◆ **Work task**: Print nothing but the lines below starting at the line that holds "Locate each instance of the concrete" and ending at the line that holds "Locate each instance of the white-framed", including both, each exactly as written.

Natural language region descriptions

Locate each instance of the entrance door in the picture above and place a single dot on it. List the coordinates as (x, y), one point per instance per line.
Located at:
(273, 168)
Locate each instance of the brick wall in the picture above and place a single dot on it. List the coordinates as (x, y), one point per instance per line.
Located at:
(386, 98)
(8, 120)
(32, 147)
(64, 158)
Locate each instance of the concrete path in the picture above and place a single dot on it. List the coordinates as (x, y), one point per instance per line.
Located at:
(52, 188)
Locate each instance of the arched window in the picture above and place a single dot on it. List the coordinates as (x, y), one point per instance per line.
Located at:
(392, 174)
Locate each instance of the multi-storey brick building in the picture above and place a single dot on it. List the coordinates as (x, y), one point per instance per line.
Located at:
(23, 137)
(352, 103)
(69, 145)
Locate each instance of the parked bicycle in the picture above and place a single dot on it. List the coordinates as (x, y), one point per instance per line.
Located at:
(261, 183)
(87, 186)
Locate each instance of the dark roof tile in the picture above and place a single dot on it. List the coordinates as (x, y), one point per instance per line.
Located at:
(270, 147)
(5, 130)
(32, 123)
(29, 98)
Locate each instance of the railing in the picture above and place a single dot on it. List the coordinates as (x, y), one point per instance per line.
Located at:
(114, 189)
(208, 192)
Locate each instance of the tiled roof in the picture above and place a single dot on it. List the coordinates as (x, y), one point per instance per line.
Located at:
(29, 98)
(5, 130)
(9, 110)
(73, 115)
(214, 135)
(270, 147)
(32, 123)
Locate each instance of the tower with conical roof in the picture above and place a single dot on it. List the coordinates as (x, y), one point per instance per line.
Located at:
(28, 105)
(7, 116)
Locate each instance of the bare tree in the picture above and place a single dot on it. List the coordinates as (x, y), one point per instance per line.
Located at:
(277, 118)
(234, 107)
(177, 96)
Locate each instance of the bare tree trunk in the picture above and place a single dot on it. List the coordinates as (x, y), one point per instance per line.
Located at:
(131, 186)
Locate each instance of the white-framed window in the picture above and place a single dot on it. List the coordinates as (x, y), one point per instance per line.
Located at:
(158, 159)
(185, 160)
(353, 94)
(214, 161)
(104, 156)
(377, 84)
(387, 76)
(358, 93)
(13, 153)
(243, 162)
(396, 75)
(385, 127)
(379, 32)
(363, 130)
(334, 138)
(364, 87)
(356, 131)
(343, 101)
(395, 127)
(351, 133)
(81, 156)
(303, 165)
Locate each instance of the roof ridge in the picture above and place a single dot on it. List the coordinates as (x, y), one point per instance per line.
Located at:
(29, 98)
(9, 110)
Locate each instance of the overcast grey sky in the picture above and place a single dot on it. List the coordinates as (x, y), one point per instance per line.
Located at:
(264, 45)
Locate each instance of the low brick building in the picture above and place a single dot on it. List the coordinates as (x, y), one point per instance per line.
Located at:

◆ **Response box**:
Locate each instance of the concrete path in the picture above and place a single dot on it. List the coordinates as (x, y), one point per instance per line.
Located at:
(52, 188)
Locate each instance of the arched window in the picture above and place a single dot on it. List the coordinates as (x, y), one point per instance per line.
Located at:
(392, 174)
Locate each instance of the multi-storey brick building in the picture above and place a single dot on it. List the coordinates as (x, y), one point per instance per line.
Located at:
(23, 137)
(352, 103)
(69, 145)
Locate each instance of the parked bicycle in the picture above and place a single dot on it. List the coordinates as (x, y), one point per instance per line.
Located at:
(261, 183)
(87, 186)
Locate each instance of the dark roof tile in the picture above and place a single dot on it. List the coordinates as (x, y), one point per instance per line.
Located at:
(270, 147)
(5, 130)
(32, 123)
(29, 98)
Locate each instance of the railing in the picture above and place a single dot on it. List the coordinates as (x, y), one point per instance per line.
Located at:
(114, 189)
(208, 192)
Locate each instance of the tiled roof in the picture above and place a single dot on it. List the coordinates as (x, y), one point per instance per line.
Located at:
(29, 98)
(5, 130)
(9, 110)
(73, 115)
(214, 135)
(270, 147)
(32, 123)
Locate each instance of the tower with conical roof in the picture above and place a single dot on it. List the coordinates as (x, y), one point per instance per line.
Located at:
(28, 105)
(7, 116)
Locate each instance of the bare tree in the picture above and place a single dot on it. List the coordinates as (x, y), one point per instance per line.
Located at:
(277, 118)
(234, 107)
(177, 96)
Locate each instance of the bare tree trunk in the picture above and place a single dot on it. List the coordinates as (x, y), one point per instance per line.
Located at:
(131, 186)
Locate each instance of the white-framed window in the picture above and place a single dot on it. List the coordinates as (x, y), one point per instance per line.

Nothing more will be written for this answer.